• **Exercise passage**
━━━━━━━━━━

According to most standard accounts, North Korea’s interest in nuclear energy and weapons did not become serious until well after the Korean War and grew out of technical agreements with Eastern Europe, the Soviet Union and China culminating in the foundation of a nuclear research facility at Yongbyon in 1964—a substantial distance from Hungnam. The only role Hungnam appears to have played in North Korea’s nuclear program in the last 50 or more years – and it is not an inconsequential one – is as a possible source of supply of uranium-bearing ores; the fact that North Korea is capable of mining uranium complicates non-proliferation efforts. But this would have no doubt happened with or without the Japanese interest.

What about the allegation that Japan might have actually tested a weapon at the very end of the war? This claim has its origins in an article published in the Atlanta Constitution in October 1946, in which reporter David Snell relayed the story as told to him by a Japanese counter-intelligence officer. The story was retracted the next day. Wilcox found the original article in the course of his research and developed it as a central theme of his book. In the end, however, he was unable to find the “smoking gun” document to prove the allegation conclusively, and to date, the evidence remains circumstantial at best. But this does not deter the conspiracy theorists who continue to make hay over the issue on the internet. For some examples, see here and here.

Their belief, however, defies logic. First, consider the sheer folly of a desperate Japanese military wasting such a weapon on a “test” in the waning days of the war. Why not use it against the advancing Soviet Red Army, or deliver it by submarine within close proximity of any of the U.S. occupied islands in the Pacific? Secondly, conspiracy theorists argue that “the Japanese” pulled “a curtain of silence” over the matter and destroyed or otherwise withheld evidence to forever bury the truth of Japan’s wartime research. (For example, see Shapley.) Of course, this is the classic fallacy of appeal to ignorance: that if you can’t prove something is false, it must be true.  Third, such an event as the alleged Hungnam bomb test would leave physical traces that could be detected even today, perhaps by registering higher background radiation in the blast area, or discovering significant effects on the environment in the places where the uranium was mined and enriched, and where the weapon was prepared. Would it also not have been in North Korea’s interest to make an international cause out of the incident, for it too could then construct its own victimization narrative and make endless political hay out of the Hungnam bomb controversy?

━━━━━━━━━━

• **Activities**
1) In the passage about North Korea's nuclear program and the alleged Hungnam bomb test, with which parties did North Korea make the technical agreements that culminated in the Yongbyon research facility?
2) According to the passage on the alleged Hungnam bomb test, in which newspaper and in what month and year did the claim of a Japanese weapon test first appear?
3) Continue the passage on the alleged Japanese atomic bomb test at Hungnam from its last sentence.

━━━━━━━━━━

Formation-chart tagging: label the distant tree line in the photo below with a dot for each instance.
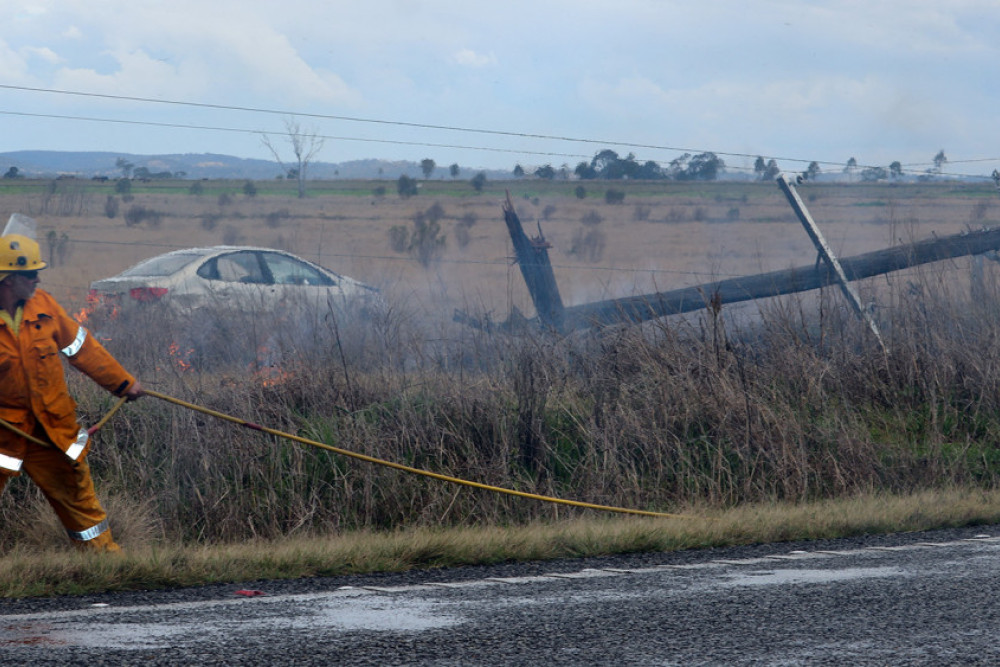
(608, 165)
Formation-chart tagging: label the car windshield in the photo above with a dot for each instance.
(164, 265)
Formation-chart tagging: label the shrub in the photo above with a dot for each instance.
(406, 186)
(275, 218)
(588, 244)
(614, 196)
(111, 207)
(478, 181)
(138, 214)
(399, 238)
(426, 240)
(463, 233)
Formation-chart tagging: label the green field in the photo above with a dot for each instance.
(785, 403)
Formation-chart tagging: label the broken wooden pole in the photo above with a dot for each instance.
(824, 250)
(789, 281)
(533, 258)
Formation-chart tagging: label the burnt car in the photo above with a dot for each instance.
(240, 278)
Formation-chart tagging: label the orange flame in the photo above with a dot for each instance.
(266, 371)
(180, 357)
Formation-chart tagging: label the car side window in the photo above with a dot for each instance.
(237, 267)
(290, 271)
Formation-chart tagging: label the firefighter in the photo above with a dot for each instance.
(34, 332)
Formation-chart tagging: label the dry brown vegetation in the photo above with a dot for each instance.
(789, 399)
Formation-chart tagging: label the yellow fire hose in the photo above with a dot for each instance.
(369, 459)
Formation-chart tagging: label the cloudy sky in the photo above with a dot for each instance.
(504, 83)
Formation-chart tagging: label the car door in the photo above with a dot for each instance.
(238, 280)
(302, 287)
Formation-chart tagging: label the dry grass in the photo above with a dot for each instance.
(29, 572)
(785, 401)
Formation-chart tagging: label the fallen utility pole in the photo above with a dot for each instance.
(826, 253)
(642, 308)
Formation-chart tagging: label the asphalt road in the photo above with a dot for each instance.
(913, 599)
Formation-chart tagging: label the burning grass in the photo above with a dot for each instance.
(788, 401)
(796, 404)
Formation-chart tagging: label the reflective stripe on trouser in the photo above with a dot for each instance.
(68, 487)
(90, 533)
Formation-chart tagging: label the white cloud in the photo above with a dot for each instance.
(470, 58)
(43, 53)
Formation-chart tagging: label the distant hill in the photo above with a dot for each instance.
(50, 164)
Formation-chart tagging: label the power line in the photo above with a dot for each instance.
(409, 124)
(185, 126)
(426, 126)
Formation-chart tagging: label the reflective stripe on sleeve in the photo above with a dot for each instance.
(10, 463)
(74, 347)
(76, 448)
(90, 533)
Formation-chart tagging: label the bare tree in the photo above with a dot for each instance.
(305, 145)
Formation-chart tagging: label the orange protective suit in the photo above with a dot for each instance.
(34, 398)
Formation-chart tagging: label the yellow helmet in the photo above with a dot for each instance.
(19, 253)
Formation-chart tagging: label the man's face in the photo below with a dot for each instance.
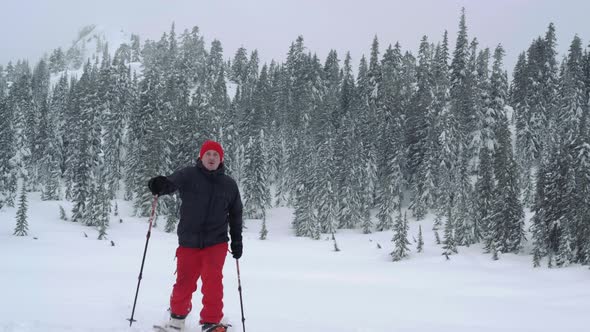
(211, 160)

━━━━━━━━━━

• **Answers to the exercises**
1) Eastern Europe, the Soviet Union and China

2) In the Atlanta Constitution, in October 1946.

3)
Stephan Haggard

In sum, the theory that Japan had a significant nuclear program in Korea and might have even tested has been thoroughly debunked. But the rise of the internet and new media have provided an echo chamber in which uncertainties or outright falsehoods surrounding the Hungnam nuclear program and bomb are amplified. In his essay, Prof. Grunden provides additional speculation on the durability of such claims, including the fact that academic historians who toil the fields on these issues do not always engage with those who have access to the airwaves. He also notes that even otherwise credible sources--the Federation of American Scientists (FAS) or the BBC—end up casually providing fodder for others by maintaining links to material that has been discredited or summarizing historical documents in a casual fashion.

However, Grunden goes deeper, noting how theories of this sort may have other motivations, such as providing ex post justification for the difficult decisions taken with respect to Hiroshima and Nagasaki. And of course Japanese denial with respect to its nuclear ambitions has its own political advantages, giving the conspiracy theories some surface plausibility. Thanks to Prof. Grunden for his perspicacity on this issue and for providing us with a good summer read in his Secret Weapons & World War II.